Begin Document section
Am Wed, Apr 19, 2023 at 12:18:14AM +0200 schrieb Frank Steinmetzger:

> If you use ext4, run `dumpe2fs -h /dev/your-root-partition | grep Lifetime` 
> to see how much data has been written to that partition since you formatted 
> it. Just to get an idea of what you are looking at on your setup.

For comparison:

I’m writing from my Surface Go 1 right now. It’s running Arch linux with KDE 
and I don’t use it very often (meaning, I don’t update it as often as my 
main rig). But updates in Arch linux can be volume-intensive, especially 
because there are frequent kernel updates (I’ve had over 50 since June 2020, 
each accounting for over 300 MB of writes), and other updates of big 
packages if a dependency like python changes. In Gentoo you do revdep-rebuild,
binary distros ship new versions of all affected packages, like libreoffice, 
or Qt, or texlive.
End Document section
Begin Collected data
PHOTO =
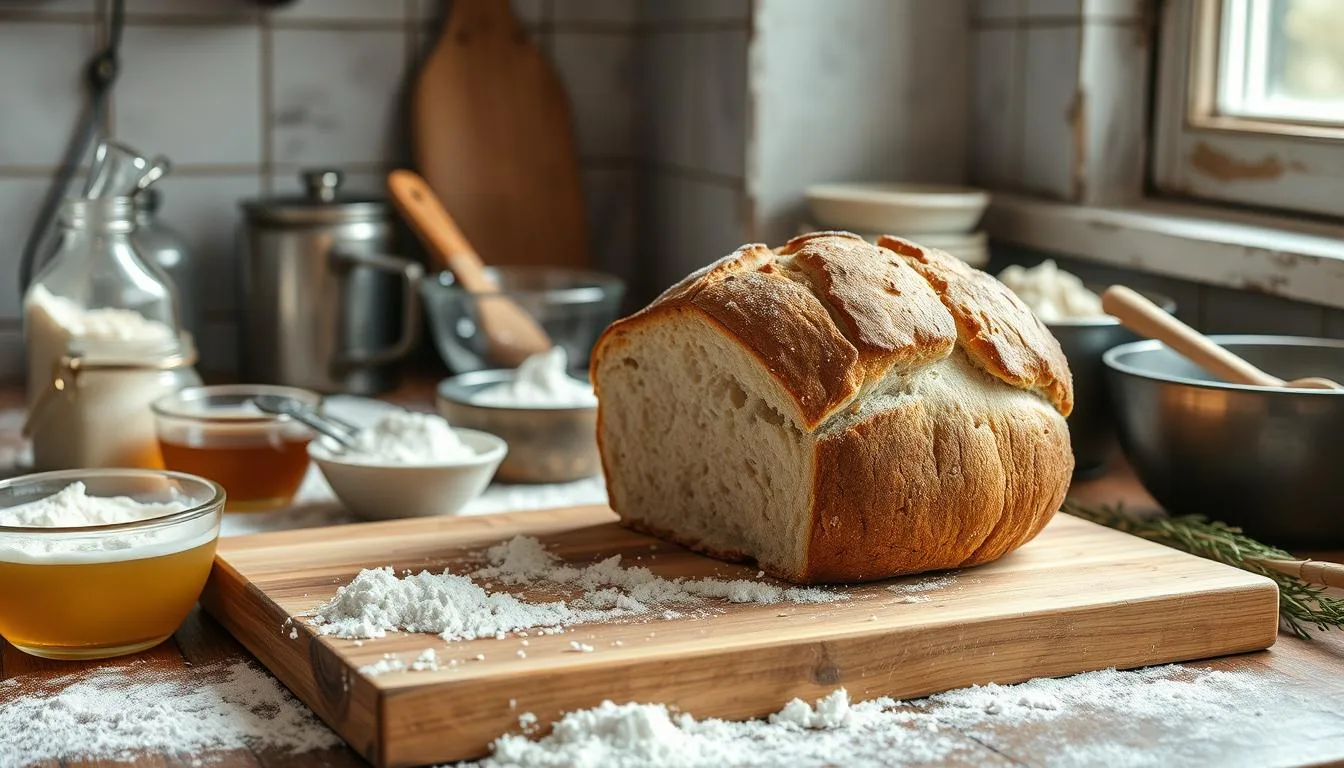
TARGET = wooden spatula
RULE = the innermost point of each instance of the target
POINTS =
End Collected data
* [List of tasks]:
A: In the message about Arch linux updates above, put this sentence into French: "It’s running Arch linux with KDE and I don’t use it very often (meaning, I don’t update it as often as my main rig)."
B: Using the message about Arch linux updates above, answer yes or no for each statement and quote the words that decide it: (i) The writer has had more than 50 kernel updates since June 2020. (ii) Each kernel update accounts for less than 100 MB of writes. (iii) The writer uses the Surface Go 1 very often.
C: Copy word for word the part of the message about Arch linux updates above that runs from "I’m writing from" to "Qt, or texlive.".

* [Results in order]:
A: Il tourne sous Arch linux avec KDE et je ne l’utilise pas très souvent (c’est-à-dire que je ne le mets pas à jour aussi souvent que ma machine principale).

B:
(i) Yes: "I’ve had over 50 since June 2020"
(ii) No: "each accounting for over 300 MB of writes"
(iii) No: "I don’t use it very often"

C:
I’m writing from my Surface Go 1 right now. It’s running Arch linux with KDE 
and I don’t use it very often (meaning, I don’t update it as often as my 
main rig). But updates in Arch linux can be volume-intensive, especially 
because there are frequent kernel updates (I’ve had over 50 since June 2020, 
each accounting for over 300 MB of writes), and other updates of big 
packages if a dependency like python changes. In Gentoo you do revdep-rebuild,
binary distros ship new versions of all affected packages, like libreoffice, 
or Qt, or texlive.